REQUEST:
Write out again every line of the records from the line with "to locate ocean" to the line with "left=72, top=194, right=82, bottom=214", both included. Scale each coordinate in the answers by 1.2 and round it to a whole number, with halves rounded up, and leave every other line and number as it stands.

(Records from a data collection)
########
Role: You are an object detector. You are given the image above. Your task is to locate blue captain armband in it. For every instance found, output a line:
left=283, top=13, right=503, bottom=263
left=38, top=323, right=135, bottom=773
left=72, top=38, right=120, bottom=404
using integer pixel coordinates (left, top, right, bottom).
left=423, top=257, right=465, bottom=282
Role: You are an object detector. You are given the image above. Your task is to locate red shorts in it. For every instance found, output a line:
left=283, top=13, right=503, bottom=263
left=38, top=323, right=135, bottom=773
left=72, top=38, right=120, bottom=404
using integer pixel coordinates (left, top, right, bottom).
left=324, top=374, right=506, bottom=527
########
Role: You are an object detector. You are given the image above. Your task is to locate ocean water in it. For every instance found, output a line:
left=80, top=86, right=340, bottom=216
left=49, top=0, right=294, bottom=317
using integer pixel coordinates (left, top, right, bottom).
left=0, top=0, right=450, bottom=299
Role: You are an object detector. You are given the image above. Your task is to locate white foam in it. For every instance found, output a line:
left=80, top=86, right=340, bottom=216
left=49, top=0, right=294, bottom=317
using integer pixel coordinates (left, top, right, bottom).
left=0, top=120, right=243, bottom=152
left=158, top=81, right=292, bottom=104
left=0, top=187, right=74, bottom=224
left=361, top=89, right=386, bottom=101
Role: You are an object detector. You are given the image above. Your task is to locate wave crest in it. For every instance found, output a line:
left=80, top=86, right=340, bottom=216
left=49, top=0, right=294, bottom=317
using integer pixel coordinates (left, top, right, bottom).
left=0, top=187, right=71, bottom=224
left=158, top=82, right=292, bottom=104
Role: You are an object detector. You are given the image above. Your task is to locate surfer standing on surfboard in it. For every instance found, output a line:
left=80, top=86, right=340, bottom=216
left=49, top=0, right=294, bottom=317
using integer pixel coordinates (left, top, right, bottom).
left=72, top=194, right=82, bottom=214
########
EXPECTED ANSWER:
Role: You are an object detector. You are given the image above. Your task is to locate ocean water in it. For every instance found, output a line:
left=80, top=86, right=340, bottom=216
left=49, top=0, right=294, bottom=317
using integer pixel coordinates (left, top, right, bottom).
left=0, top=0, right=540, bottom=359
Role: You are an object detector. You are given the image above. Your task is to locate white foam in it. For every instance found, output a line:
left=80, top=86, right=340, bottom=216
left=49, top=0, right=294, bottom=317
using integer pixel coordinates (left, top, right, bottom).
left=0, top=144, right=292, bottom=182
left=190, top=97, right=350, bottom=125
left=0, top=224, right=89, bottom=269
left=433, top=107, right=463, bottom=121
Role: You are an object detector. You are given the image above. Your task is to locate wave crest in it. For every instance found, output a line:
left=80, top=86, right=340, bottom=216
left=49, top=0, right=294, bottom=317
using integer pixel coordinates (left, top, right, bottom).
left=0, top=224, right=85, bottom=269
left=190, top=98, right=350, bottom=125
Role: You are an object detector. You are given the image above. Your task is to locate surfer standing on surfboard in it. For every instance found, output a line:
left=80, top=86, right=340, bottom=216
left=49, top=0, right=294, bottom=317
using integer pixel coordinates (left, top, right, bottom).
left=86, top=233, right=98, bottom=257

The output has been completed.